■ **What needs to be done**
Could you transcribe each entry below exactly, minus the images?

(Beginning of Input records)

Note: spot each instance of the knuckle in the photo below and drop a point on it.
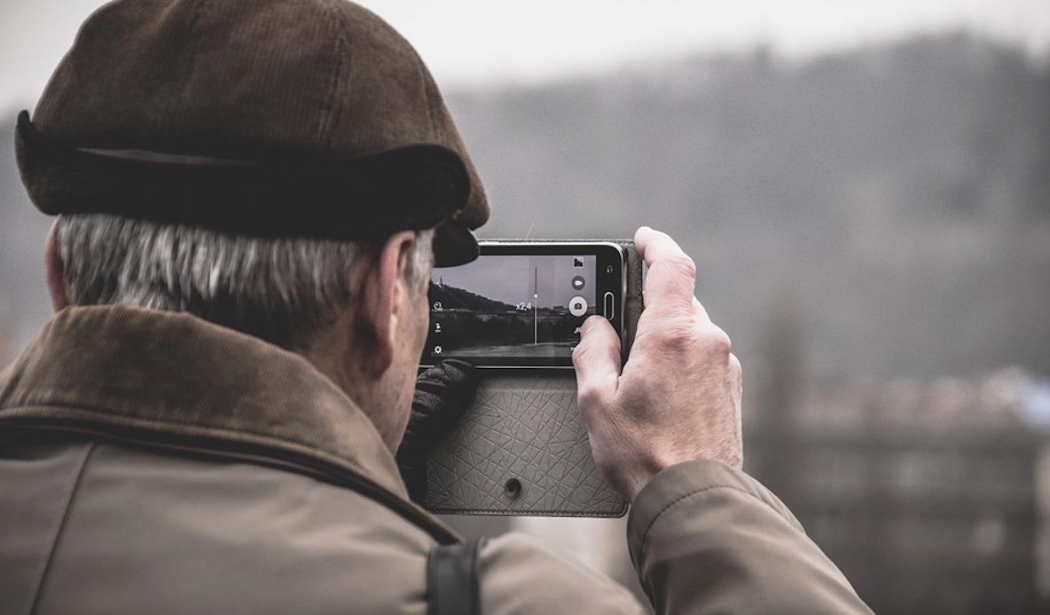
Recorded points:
(718, 342)
(589, 396)
(684, 264)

(End of Input records)

■ **Solution below**
Note: spot each instance of the knuckle in the photo below and drop a point on it.
Recorded points:
(718, 342)
(589, 396)
(684, 264)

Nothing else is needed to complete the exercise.